◆ TEXT SECTION ◆

━━━━━━━━

Wednesday afternoon belonged to Apple Inc. (Nasdaq: AAPL). At Ceres in Chicago, all eyes were locked on CNBC as the Dow surpassed 22,000 and the technology giant pushed to an all-time high. But as the trading session concluded at the Chicago Board of Trade, chatter turned back to a report from FCStone on expectations for yield estimates in the month ahead.
That and the reality that we are operating in a weather market. With cooler temperatures and rain in the forecast over the next week, markets are sure to react to each inch that falls. Here’s our daily recap of grain prices from the Chicago Board of Trade.
Corn Prices Tick Higher
The September corn futures contract added 2.5 cents to close the day at $3.65. The December futures contract also added 2.5 cents and closed at $3.79.
The uptick came as markets digested wetter rain forecasts in the near future. That… and the fact that FCStone projected yields and production expectations that are far lower than the USDA’s July forecast.
FCStone reported yesterday that it expects the U.S. corn crop to come in at 13.59 billion bushels and yields of 162.8 bu/ac. By comparison, the USDA has projected 14.255 billion bushels and yields of 170.7 bu/ac.
Rain is also expected in the next 24 hours in Iowa, which could complement a state that trails Minnesota in yield expectations.
Tomorrow, I’m hanging onto weekly export sales numbers. I think we’re going to see some positive momentum for both new-crop and old-crop. It’s going to be a really competitive year between the U.S. and Brazil. Things all come down to demand. We have ample supply, and despite the recent downturn in quality forecasts from the USDA, we have to turn our attention to Mexico.
It’s problematic that our trading partner to the south is looking south for supply due to frustrations over NAFTA. But I won’t blame them for shopping around. And I certainly anticipate that data surrounding Brazil’s crop size is going to cause an event later this year.
I can see an overreaction when we get to the data later this month. It’s a good time to anticipate volatility because – that’s what half of traders want… a reset of sorts.
Finally, harvest numbers are falling on our desk as well. Texas has wrapped up 22% of its corn harvest, leading the way. That’s a really good number for this time of year. Last year, it was just 14%, while the five year average sits at 9%.

━━━━━━━━

Rewrite the portion of the grain market recap that begins with the words containing "I can see an" and ends with "reset of sorts.", putting "price swings" in place of "volatility".

◆ SOURCE MATERIAL ◆

━━━━━━━━

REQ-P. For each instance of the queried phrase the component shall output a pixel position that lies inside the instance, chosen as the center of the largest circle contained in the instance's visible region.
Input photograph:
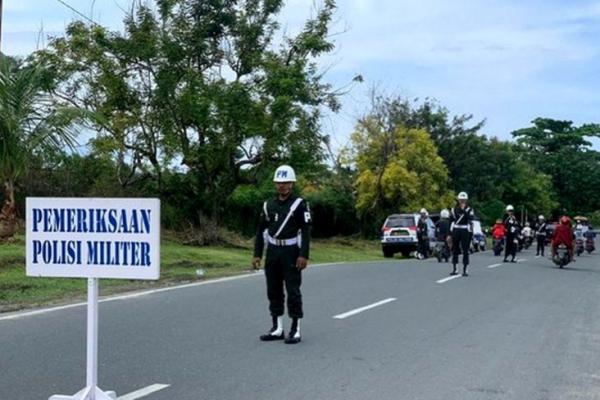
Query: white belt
(282, 242)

━━━━━━━━

◆ RESPONSE BELOW ◆
I can see an overreaction when we get to the data later this month. It’s a good time to anticipate price swings because – that’s what half of traders want… a reset of sorts.